Provided passage =>

High Court: Refusal to set aside third party proceedings on grounds of six months’ delay

High Court: Refusal to set aside third party proceedings on grounds of six months' delay

The High Court has refused an application pursuant to Order 16, rule 8 of the Rules of the Superior Courts to set aside third party proceedings on grounds of delay.

Delivering judgment in the High Court, Mr Justice Conor Dignam found that the period of over six months to serve the third party notice was insufficient to set aside the third party proceedings for delay.

Mr Justice Dignam also found that the obligation to move as soon as reasonably possible applied to the third party seeking to set aside the notice as well as the defendant who served it, and a largely unexplained delay of 16 months from the service of the notice to the issuing of the application before him was alone sufficient to refuse the relief sought.

What you will do =>
[A] Decide whether each statement below agrees with the report on the High Court ruling, answering yes or no and quoting the deciding words of the report: (i) The High Court granted the application to set aside the third party proceedings. (ii) The third party notice was served more than six months after the relevant point. (iii) Sixteen months passed between the service of the notice and the issuing of the application.
[B] Return every line of the records that contains the string "center", matching its case exactly.

Input for this task =>
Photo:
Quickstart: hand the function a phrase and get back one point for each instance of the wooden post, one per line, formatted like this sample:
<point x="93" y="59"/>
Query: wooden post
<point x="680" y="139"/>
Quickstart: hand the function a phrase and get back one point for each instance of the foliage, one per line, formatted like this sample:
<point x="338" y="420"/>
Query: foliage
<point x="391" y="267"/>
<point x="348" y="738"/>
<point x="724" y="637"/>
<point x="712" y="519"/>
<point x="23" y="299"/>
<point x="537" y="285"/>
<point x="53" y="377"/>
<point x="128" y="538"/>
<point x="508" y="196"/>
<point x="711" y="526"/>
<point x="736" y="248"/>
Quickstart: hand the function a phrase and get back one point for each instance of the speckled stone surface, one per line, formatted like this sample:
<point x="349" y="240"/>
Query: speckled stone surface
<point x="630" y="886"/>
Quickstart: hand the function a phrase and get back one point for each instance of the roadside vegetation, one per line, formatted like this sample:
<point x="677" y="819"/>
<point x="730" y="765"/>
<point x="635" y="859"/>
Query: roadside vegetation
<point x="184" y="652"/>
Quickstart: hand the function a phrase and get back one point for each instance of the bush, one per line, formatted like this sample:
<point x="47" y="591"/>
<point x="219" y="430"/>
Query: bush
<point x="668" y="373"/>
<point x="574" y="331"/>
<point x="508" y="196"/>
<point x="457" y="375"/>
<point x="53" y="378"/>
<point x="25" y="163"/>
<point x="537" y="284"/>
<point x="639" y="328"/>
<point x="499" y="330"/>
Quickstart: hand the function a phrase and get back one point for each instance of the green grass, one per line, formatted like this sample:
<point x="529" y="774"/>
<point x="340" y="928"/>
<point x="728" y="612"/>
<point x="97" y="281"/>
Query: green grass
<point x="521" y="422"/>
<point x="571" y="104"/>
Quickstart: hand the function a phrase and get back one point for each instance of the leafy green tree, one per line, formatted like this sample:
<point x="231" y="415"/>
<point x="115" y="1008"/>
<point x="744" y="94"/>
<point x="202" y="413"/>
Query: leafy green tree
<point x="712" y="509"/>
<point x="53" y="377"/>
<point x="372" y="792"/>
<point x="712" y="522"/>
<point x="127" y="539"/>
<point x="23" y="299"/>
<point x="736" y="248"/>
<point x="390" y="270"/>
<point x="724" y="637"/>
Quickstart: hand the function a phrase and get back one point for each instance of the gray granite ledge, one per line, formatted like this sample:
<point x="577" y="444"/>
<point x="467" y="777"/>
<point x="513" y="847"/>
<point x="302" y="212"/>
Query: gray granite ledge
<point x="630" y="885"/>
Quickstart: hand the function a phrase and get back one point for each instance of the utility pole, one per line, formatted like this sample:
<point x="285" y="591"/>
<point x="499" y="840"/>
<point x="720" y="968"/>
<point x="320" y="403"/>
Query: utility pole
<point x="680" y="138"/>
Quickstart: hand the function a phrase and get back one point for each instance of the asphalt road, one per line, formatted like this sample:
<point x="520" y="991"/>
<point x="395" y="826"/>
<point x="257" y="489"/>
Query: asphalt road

==

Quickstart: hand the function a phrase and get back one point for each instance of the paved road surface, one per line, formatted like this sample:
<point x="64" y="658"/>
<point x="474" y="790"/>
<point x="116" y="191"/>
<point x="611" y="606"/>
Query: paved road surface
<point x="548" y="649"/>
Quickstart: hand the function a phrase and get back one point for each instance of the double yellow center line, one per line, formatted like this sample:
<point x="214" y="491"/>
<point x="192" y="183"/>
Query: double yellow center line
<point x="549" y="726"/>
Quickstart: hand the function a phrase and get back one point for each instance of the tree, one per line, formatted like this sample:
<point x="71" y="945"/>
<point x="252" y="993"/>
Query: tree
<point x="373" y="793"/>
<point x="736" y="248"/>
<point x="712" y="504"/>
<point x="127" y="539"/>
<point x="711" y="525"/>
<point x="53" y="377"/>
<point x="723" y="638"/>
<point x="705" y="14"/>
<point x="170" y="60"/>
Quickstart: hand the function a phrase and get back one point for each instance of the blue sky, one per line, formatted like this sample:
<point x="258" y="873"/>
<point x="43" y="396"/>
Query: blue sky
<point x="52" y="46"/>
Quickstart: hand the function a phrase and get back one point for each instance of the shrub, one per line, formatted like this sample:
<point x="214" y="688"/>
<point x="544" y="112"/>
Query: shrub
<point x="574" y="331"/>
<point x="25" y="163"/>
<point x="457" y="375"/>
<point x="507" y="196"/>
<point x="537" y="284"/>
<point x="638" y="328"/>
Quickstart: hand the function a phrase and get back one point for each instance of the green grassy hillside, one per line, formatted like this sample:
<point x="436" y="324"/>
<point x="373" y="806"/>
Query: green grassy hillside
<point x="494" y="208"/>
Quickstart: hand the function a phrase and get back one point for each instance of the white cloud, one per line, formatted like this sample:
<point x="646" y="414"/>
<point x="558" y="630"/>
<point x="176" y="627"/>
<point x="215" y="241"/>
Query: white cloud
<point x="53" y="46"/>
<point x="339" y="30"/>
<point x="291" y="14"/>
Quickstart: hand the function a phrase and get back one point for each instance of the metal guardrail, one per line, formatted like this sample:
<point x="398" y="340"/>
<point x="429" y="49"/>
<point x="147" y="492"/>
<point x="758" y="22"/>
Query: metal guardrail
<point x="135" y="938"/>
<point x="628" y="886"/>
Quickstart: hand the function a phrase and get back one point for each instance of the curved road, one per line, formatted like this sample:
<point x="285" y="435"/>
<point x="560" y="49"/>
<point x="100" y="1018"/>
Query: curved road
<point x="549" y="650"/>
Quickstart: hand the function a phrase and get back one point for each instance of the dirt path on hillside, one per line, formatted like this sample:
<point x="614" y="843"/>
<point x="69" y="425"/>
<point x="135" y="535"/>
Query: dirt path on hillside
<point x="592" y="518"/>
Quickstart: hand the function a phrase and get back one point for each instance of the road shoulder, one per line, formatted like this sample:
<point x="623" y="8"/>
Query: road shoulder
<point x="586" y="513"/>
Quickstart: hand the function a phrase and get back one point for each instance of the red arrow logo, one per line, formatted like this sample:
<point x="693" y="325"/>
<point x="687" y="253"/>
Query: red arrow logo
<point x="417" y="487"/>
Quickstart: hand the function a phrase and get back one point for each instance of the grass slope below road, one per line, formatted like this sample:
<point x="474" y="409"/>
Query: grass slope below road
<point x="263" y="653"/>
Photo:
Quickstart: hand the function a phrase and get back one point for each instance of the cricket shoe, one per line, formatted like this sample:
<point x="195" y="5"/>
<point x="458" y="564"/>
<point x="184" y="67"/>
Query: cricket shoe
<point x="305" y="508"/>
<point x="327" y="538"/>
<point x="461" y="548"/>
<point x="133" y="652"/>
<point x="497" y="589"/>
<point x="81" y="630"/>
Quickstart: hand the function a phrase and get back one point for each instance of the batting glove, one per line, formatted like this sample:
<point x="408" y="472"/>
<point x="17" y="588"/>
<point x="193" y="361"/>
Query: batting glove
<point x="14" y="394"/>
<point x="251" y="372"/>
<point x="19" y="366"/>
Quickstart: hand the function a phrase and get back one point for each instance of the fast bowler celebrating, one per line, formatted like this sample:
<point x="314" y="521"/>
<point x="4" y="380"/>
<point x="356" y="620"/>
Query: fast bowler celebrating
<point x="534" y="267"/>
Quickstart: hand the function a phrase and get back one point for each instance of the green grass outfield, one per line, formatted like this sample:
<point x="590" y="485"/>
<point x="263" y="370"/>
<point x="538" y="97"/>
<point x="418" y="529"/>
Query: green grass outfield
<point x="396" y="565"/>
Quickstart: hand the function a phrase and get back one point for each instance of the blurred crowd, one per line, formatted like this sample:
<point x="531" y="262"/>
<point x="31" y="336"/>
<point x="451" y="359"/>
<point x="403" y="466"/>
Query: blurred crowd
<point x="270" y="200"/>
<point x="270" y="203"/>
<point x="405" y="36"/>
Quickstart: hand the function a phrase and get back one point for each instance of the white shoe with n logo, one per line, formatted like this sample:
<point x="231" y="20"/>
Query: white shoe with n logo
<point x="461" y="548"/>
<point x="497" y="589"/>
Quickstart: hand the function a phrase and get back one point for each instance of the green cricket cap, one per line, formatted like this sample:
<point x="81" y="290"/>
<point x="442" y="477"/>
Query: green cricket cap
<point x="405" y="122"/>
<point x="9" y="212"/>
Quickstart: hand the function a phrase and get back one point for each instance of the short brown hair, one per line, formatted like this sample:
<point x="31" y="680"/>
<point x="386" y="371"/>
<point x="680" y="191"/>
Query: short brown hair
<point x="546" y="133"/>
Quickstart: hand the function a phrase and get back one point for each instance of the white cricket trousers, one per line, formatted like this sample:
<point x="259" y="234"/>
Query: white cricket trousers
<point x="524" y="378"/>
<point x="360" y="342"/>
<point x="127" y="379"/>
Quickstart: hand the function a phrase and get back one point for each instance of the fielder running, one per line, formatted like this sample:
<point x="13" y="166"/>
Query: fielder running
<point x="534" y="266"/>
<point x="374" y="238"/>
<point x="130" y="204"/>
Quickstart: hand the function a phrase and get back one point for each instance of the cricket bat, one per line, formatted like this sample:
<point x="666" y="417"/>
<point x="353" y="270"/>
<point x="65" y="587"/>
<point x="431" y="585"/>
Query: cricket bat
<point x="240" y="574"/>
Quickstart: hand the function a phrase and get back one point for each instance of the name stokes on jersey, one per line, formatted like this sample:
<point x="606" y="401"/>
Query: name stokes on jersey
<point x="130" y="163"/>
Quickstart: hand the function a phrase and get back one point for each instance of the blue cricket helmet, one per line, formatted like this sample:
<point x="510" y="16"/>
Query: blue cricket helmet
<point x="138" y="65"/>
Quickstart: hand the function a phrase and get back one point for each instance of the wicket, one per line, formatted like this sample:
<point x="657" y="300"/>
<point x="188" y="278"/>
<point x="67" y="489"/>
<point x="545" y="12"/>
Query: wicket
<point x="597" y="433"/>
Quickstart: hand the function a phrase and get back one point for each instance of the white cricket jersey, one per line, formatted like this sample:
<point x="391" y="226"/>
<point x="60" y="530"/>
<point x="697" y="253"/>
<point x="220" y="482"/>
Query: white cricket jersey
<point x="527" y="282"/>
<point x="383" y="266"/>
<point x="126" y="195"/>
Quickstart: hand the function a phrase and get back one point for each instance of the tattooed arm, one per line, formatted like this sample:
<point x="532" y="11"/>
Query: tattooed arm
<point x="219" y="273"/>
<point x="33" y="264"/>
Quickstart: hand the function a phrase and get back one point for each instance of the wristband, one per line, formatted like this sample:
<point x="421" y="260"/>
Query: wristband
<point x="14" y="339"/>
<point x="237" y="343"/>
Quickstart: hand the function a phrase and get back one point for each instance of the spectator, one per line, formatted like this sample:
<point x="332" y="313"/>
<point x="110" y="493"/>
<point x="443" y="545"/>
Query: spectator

* * *

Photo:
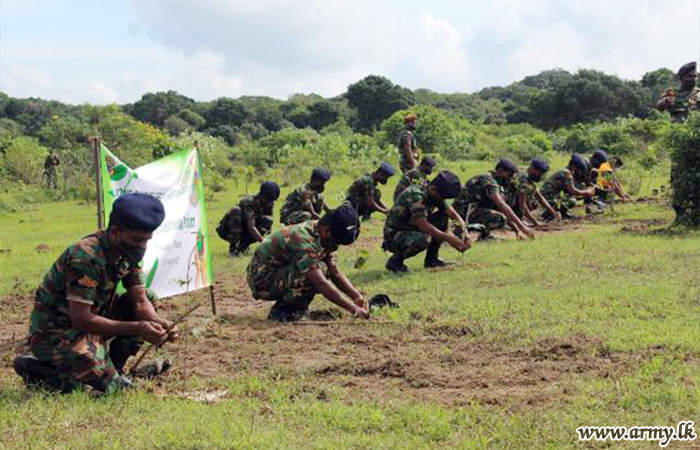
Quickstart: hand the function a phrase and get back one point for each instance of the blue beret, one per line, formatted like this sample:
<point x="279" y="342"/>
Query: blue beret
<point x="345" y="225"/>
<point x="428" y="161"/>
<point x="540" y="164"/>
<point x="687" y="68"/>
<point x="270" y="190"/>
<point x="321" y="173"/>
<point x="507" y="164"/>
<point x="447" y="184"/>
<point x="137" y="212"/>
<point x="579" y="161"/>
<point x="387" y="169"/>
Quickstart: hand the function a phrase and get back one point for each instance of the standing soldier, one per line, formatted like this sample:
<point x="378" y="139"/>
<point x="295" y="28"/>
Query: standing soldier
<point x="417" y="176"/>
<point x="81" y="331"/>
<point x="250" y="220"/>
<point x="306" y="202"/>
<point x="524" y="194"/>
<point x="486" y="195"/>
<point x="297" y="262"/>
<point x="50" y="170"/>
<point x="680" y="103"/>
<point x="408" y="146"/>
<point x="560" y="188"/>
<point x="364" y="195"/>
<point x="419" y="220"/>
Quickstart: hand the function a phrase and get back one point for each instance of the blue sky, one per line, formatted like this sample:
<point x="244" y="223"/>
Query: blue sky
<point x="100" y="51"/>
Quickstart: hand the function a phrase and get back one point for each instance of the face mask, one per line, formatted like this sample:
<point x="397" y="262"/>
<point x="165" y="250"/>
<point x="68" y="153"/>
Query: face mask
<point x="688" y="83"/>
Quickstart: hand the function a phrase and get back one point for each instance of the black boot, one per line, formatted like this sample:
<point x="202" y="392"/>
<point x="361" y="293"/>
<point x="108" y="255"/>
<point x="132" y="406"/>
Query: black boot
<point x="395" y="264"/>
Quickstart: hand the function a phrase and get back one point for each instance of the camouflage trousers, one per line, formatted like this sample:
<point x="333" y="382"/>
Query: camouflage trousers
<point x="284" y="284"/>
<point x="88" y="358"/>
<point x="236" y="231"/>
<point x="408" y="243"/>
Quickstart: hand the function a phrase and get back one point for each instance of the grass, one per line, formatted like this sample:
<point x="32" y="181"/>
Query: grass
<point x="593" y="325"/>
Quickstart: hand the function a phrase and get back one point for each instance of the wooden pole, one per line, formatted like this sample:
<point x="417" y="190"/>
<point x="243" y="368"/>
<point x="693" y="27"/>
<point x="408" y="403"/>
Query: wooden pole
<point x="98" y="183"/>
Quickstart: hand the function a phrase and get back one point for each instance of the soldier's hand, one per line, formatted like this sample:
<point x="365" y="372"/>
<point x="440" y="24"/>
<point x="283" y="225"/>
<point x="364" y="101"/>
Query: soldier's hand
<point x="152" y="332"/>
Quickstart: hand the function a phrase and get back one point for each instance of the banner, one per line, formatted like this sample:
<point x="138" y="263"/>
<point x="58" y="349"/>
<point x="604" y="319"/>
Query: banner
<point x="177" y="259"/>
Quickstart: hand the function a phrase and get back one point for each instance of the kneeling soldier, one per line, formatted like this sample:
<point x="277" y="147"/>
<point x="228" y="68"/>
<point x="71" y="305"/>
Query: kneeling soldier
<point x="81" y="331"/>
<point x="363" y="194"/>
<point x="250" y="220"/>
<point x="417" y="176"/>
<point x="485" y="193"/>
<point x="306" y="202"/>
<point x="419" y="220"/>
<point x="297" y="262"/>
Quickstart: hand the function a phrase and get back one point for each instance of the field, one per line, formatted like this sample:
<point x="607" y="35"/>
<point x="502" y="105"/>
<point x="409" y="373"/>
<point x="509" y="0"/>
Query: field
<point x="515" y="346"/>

Task responses =>
[A]
(i) No: "The High Court has refused an application pursuant to Order 16, rule 8 of the Rules of the Superior Courts to set aside third party proceedings on grounds of delay."
(ii) Yes: "the period of over six months to serve the third party notice"
(iii) Yes: "a largely unexplained delay of 16 months from the service of the notice to the issuing of the application before him"

[B]
Quickstart: hand the function a phrase and get back one point for each instance of the double yellow center line, one per line, formatted like this sample:
Query: double yellow center line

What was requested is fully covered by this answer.